--- BEGIN Text ---

Finally, I went to sleep, freed by the light.

Monday, October 27, 2008

Post #101 == Poem

[This poem could probably use some more editing, especially because I was too lazy to mess with the indenting in html. But I like it anyway.]

Golden

Shadows pattern the wall as I write to you
The light from the setting sun is golden
filtered through the leaves (the maple's stars,
the lines and angles from the pine)

On the other side of the glass, the breeze
stirs the pine, the maple, all the leaves
(Their shadows dance on my gilded wall)
The light is the color of honey, of amber,
of summer, of a long and tender silence.

The sun sinks toward the horizon
(like a child sinking into sleep)
It does not blaze through the leaves
anymore, but the light still glows gold.
I would not trade that color

for anything. I need its warmth when
my heart shivers in the cold breeze
that shakes the leaves. (I do not know
how the wind gets through my ribs
to chill my heart. But it does.)

No one around me seems to mind the cold
Maybe they do not feel it, walking arm in arm
Beside them, I walk, and I know all their names,
and we all talk, but: we never touch
(I never tell them I am cold.) I watch

the sun setting in a pale sky, as the trees
darken, and the star and needle shadows
bristle together, choking out the light space:
and the pattern vanishes. I blink, and only
an afterglow remains, staining the white wall

to yellow, to cream, then to the ancient hue
of ivory, of an elephant's tooth, broken,
lying cold on the silent soil.

--- END Text ---
--- BEGIN Stored data ---

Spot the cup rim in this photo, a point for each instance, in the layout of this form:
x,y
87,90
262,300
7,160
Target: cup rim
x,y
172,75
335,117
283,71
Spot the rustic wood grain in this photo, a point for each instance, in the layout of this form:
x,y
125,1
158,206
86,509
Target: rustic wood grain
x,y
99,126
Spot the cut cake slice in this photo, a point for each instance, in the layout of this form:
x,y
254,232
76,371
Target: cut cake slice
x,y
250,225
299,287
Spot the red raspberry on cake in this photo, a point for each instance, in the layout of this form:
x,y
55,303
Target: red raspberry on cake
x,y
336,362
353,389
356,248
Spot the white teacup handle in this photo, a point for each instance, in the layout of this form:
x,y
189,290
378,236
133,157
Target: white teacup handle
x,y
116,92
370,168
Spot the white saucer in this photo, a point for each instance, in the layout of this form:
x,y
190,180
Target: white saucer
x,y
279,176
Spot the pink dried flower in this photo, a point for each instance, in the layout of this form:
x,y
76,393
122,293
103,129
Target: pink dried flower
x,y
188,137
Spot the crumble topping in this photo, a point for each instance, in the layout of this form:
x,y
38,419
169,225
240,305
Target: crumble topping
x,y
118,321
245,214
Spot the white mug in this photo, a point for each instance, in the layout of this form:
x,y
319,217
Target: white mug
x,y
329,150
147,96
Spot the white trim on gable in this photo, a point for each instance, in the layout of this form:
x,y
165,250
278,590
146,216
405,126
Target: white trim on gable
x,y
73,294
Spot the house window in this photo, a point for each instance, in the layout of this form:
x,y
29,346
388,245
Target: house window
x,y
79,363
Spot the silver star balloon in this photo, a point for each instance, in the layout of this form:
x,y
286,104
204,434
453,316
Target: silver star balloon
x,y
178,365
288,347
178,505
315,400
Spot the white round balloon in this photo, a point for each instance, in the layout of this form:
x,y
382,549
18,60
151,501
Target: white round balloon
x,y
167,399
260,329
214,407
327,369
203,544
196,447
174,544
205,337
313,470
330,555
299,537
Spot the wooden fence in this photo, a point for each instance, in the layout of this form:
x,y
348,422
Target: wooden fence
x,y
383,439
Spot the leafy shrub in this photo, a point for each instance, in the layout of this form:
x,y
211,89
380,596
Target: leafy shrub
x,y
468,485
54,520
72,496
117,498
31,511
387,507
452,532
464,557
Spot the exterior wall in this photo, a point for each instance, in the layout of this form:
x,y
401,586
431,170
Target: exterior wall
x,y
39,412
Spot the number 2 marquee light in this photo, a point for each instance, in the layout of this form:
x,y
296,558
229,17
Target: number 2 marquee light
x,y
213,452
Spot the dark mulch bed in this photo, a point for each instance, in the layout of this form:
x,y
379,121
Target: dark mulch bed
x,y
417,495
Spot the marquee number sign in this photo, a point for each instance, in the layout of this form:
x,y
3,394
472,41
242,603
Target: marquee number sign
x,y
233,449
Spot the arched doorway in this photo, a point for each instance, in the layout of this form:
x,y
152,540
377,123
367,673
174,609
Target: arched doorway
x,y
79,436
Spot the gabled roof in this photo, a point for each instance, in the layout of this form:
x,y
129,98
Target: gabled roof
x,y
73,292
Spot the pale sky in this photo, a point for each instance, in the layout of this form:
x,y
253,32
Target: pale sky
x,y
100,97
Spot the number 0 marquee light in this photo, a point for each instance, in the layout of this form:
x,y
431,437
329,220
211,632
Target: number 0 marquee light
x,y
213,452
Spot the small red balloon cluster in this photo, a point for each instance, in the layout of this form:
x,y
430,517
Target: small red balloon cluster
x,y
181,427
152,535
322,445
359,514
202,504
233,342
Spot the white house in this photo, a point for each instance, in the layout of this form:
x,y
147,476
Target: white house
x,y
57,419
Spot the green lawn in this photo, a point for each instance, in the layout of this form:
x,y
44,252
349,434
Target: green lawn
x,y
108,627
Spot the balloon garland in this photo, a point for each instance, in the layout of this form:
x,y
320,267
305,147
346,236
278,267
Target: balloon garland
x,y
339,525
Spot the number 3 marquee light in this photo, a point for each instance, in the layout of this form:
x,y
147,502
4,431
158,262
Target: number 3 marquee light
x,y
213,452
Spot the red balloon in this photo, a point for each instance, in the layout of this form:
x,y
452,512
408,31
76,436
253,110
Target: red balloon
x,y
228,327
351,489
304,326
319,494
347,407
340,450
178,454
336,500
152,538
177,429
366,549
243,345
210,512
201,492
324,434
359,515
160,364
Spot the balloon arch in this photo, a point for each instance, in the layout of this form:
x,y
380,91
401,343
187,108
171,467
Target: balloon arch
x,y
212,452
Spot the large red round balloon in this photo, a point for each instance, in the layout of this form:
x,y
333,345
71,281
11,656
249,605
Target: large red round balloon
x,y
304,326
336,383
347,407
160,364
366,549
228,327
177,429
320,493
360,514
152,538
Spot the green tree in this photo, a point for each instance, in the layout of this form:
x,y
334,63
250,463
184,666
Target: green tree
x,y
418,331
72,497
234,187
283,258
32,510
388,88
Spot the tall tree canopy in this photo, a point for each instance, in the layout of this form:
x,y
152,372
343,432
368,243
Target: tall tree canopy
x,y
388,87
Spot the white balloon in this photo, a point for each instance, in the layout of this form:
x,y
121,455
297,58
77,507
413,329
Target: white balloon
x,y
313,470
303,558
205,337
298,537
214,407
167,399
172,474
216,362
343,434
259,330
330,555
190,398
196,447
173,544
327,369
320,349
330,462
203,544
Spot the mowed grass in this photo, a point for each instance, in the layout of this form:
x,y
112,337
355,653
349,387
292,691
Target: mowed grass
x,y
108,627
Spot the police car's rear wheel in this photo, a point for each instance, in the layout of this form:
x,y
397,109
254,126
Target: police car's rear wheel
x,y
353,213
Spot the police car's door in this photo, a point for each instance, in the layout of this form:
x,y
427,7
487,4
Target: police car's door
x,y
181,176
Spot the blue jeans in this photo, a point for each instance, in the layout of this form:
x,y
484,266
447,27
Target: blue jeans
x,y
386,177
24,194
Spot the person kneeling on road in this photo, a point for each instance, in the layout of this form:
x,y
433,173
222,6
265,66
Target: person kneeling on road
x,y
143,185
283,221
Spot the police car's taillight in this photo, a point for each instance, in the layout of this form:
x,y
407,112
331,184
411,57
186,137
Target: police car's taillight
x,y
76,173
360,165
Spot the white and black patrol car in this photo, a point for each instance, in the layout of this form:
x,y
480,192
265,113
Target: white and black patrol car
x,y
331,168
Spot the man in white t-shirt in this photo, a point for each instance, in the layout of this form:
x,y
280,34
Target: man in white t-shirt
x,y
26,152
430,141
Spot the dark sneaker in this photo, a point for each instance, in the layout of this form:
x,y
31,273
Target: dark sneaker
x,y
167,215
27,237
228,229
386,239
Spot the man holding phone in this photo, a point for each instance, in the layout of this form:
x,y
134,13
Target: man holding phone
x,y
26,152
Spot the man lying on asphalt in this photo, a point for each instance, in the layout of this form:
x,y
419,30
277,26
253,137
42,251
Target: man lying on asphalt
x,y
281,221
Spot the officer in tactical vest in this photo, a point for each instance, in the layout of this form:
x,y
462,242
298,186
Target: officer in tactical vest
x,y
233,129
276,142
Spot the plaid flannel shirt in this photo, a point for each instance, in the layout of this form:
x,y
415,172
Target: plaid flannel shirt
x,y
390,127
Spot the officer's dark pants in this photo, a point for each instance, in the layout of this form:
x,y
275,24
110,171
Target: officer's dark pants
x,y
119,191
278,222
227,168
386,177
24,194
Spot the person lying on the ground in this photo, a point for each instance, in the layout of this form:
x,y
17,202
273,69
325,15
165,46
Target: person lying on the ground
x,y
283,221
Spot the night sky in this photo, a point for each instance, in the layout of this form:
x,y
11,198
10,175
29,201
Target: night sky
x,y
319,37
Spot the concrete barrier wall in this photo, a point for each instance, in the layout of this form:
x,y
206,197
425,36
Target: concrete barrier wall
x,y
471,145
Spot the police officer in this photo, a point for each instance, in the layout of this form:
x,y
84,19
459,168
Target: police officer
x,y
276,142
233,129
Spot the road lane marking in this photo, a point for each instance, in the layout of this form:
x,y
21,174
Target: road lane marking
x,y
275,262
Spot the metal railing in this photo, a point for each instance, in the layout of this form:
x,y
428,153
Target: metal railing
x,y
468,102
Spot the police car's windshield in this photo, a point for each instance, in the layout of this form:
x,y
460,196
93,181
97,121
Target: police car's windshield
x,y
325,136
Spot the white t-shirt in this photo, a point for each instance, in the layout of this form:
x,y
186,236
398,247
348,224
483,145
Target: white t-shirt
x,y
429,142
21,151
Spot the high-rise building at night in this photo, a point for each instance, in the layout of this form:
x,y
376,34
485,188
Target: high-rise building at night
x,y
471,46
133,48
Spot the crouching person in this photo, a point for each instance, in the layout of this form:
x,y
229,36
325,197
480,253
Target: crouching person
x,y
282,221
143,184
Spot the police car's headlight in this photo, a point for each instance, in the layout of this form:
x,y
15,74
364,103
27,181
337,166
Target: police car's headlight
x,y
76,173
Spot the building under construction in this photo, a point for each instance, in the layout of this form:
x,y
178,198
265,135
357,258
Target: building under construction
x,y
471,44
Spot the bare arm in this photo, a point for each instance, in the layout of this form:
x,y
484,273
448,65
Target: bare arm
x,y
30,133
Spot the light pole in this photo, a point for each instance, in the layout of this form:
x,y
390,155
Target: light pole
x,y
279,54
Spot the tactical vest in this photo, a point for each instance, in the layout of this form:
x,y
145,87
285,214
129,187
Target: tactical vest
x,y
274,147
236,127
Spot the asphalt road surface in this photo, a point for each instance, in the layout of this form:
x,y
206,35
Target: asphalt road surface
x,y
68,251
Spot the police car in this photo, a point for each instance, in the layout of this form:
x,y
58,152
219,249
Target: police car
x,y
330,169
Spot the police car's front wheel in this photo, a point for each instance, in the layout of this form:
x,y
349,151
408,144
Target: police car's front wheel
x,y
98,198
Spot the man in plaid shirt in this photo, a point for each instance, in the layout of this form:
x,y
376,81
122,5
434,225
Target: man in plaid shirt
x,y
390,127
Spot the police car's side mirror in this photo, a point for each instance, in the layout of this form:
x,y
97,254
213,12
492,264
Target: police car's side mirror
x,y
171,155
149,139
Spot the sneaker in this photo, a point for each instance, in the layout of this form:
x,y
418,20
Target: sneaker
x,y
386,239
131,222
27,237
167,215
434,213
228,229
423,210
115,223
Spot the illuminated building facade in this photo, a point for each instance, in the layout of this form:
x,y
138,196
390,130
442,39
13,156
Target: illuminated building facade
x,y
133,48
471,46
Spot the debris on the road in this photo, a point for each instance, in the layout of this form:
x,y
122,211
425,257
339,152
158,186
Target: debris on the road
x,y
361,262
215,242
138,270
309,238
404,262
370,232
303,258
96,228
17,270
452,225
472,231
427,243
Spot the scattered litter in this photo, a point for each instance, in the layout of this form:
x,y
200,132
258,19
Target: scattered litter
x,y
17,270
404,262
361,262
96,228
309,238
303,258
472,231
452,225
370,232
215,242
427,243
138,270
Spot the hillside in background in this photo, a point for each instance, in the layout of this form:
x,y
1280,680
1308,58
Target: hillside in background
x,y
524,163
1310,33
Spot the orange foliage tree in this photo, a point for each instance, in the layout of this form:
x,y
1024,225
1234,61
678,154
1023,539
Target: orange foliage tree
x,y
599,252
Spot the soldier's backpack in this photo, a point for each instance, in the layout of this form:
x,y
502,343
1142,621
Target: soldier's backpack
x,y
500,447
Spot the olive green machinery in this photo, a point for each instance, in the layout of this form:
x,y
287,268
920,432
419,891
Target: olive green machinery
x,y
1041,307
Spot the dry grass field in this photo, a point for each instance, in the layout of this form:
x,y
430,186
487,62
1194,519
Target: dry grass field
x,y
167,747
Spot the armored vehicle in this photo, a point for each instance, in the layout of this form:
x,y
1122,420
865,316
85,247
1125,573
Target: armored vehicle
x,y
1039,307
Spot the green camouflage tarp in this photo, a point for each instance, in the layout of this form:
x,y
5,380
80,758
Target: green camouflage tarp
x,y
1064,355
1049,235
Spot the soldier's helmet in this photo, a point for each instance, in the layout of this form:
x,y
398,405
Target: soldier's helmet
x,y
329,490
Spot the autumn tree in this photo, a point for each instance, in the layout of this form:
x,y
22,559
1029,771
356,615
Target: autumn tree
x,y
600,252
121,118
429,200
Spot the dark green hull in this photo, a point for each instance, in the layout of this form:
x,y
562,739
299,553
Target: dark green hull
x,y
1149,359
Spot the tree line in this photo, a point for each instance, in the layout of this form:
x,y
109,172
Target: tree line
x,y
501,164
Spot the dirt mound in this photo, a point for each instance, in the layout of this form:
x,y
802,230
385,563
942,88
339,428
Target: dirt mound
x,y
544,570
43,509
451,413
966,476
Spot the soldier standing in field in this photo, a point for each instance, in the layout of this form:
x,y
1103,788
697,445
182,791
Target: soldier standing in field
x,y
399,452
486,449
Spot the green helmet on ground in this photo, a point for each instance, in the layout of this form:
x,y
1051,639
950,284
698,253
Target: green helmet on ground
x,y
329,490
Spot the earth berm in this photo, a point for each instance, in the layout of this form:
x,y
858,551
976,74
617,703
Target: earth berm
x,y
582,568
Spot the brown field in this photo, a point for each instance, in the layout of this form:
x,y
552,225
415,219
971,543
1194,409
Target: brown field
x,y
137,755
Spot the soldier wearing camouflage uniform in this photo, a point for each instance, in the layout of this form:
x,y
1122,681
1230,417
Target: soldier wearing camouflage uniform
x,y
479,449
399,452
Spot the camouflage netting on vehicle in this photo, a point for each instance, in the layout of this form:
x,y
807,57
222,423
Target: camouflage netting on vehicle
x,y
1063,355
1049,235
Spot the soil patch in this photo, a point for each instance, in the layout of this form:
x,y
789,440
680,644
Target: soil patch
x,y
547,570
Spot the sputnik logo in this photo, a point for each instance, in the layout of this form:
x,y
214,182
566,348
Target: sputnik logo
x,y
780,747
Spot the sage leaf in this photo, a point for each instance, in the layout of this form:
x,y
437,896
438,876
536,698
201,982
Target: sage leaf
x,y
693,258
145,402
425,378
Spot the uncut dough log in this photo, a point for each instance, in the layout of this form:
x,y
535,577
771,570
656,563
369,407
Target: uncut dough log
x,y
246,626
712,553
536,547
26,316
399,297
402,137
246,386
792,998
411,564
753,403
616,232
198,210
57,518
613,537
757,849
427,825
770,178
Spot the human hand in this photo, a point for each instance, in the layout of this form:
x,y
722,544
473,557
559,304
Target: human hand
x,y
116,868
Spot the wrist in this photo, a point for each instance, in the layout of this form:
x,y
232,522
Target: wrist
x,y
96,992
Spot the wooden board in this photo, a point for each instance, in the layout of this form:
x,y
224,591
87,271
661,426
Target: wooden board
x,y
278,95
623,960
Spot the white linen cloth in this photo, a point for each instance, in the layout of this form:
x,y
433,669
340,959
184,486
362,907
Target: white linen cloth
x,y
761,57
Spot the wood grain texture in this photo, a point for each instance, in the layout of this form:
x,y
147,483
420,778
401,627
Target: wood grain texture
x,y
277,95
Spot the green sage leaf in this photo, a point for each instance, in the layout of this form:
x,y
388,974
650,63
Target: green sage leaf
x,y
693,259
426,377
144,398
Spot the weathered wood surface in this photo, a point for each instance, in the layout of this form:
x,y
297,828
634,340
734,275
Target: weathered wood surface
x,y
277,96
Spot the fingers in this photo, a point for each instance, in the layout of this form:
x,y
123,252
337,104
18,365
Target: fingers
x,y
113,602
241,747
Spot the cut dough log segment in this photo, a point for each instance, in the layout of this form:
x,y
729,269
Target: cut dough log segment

--- END Stored data ---

#### [Exercise tasks]
- 1) Repeat the passage of the post word for word, starting at "the sun setting" and ending at "the silent soil.".
- 2) According to the post, why would the speaker not trade the golden color of the light for anything? Answer in one to three sentences.
The lines after the post are separate material.

#### [Responses for each task]
- 1)
the sun setting in a pale sky, as the trees
darken, and the star and needle shadows
bristle together, choking out the light space:
and the pattern vanishes. I blink, and only
an afterglow remains, staining the white wall

to yellow, to cream, then to the ancient hue
of ivory, of an elephant's tooth, broken,
lying cold on the silent soil.

- 2) The speaker needs the light's warmth when their heart shivers in the cold breeze that shakes the leaves.